**Data shown**.
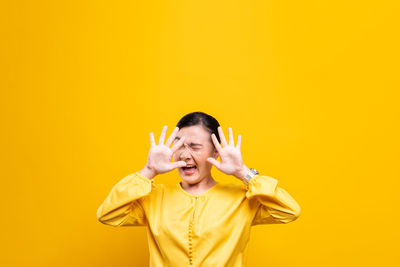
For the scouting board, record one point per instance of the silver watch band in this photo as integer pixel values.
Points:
(253, 172)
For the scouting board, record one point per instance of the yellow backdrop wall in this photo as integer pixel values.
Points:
(312, 86)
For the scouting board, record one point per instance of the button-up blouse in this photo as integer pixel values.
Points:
(208, 230)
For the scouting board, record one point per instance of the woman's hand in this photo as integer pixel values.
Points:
(231, 157)
(159, 158)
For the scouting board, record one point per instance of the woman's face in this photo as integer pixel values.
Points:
(195, 150)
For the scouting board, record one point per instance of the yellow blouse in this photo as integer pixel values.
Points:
(211, 229)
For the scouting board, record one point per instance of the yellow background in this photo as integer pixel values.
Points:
(312, 86)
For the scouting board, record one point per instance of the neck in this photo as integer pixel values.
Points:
(200, 187)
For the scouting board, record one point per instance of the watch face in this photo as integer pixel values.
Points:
(254, 171)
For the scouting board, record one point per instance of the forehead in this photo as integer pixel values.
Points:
(194, 133)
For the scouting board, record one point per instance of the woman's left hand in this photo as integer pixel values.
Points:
(231, 157)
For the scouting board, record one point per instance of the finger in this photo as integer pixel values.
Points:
(177, 144)
(231, 141)
(216, 143)
(214, 162)
(222, 136)
(171, 137)
(162, 136)
(178, 164)
(239, 142)
(152, 141)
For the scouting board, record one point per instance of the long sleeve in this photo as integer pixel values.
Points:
(123, 205)
(276, 205)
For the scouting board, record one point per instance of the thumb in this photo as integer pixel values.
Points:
(214, 162)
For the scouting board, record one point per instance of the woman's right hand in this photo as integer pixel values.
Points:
(159, 158)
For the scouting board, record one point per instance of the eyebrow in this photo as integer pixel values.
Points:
(194, 144)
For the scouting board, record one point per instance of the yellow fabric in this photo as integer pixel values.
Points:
(211, 229)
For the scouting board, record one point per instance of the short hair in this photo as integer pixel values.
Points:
(208, 122)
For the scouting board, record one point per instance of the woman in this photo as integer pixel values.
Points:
(198, 221)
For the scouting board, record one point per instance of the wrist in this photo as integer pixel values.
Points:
(243, 172)
(148, 172)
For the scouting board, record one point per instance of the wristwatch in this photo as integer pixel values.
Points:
(250, 175)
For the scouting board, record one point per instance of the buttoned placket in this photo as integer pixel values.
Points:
(191, 227)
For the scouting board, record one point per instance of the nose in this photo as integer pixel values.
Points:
(184, 152)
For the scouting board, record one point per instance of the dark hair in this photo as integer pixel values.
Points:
(200, 118)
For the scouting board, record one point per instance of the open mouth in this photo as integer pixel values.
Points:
(190, 169)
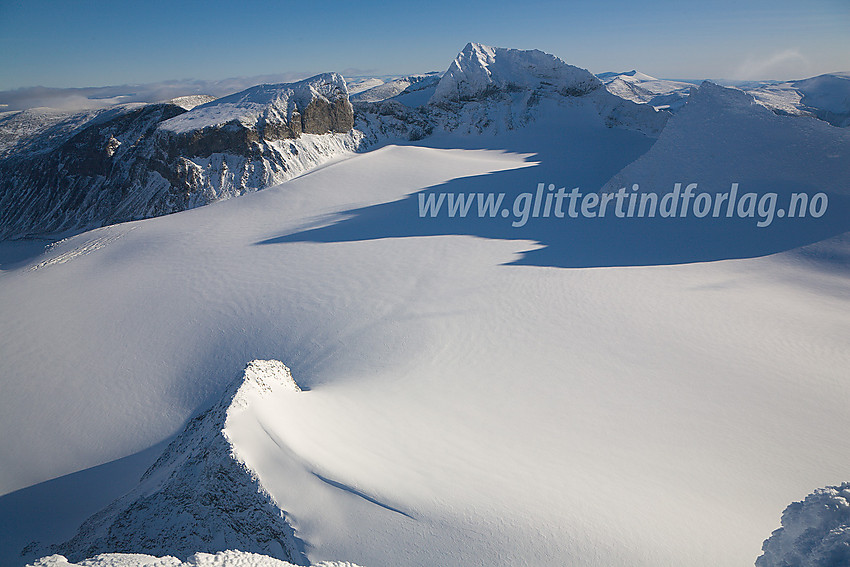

**About this exercise**.
Your task is to return the lines above, from the first one up to and including the line containing "sleeve in this photo as integer pixel values.", minus any pictures.

**Answer box**.
For the scouting board, record one point per instance of the silver watch band in this photo as integer pixel values.
Points:
(253, 172)
For the scouting board, record one point per instance of the yellow backdrop wall in this photo as integer pixel values.
Points:
(312, 86)
For the scouting board, record one point per instance of the button-up blouse in this photo as integer pixel values.
Points:
(208, 230)
For the scouting board, record one point per instance of the woman's hand in this photo as integer pixel values.
Points:
(231, 157)
(159, 158)
For the scouting board, record one point per instance of the woman's face in this photo as integer pixel values.
Points:
(195, 150)
For the scouting board, record one point per instance of the yellow blouse in this photo as integer pixel values.
Points:
(211, 229)
For the scouting board, record one point per instance of the yellow background in this photo as integer pixel values.
Points:
(312, 86)
For the scouting board, record one point per instance of the neck in this photo as integer pixel values.
Points:
(200, 187)
For the scouting board, record one point per instance of the watch face in this photo as integer pixel values.
Points:
(254, 171)
For the scouting board, record one point per instance of the forehead in this photo as integer pixel values.
Points:
(194, 133)
For the scouting board, record one point per instance of the woman's left hand in this photo as integer pixel values.
Points:
(231, 157)
For the scouting board, record one point per instance of the finger in this photo as integer pixel values.
Points:
(177, 144)
(231, 141)
(216, 143)
(214, 162)
(222, 136)
(171, 137)
(162, 136)
(178, 164)
(239, 142)
(152, 141)
For the scouting board, record one point per instance of the long sleeve in this photo as integer pixel values.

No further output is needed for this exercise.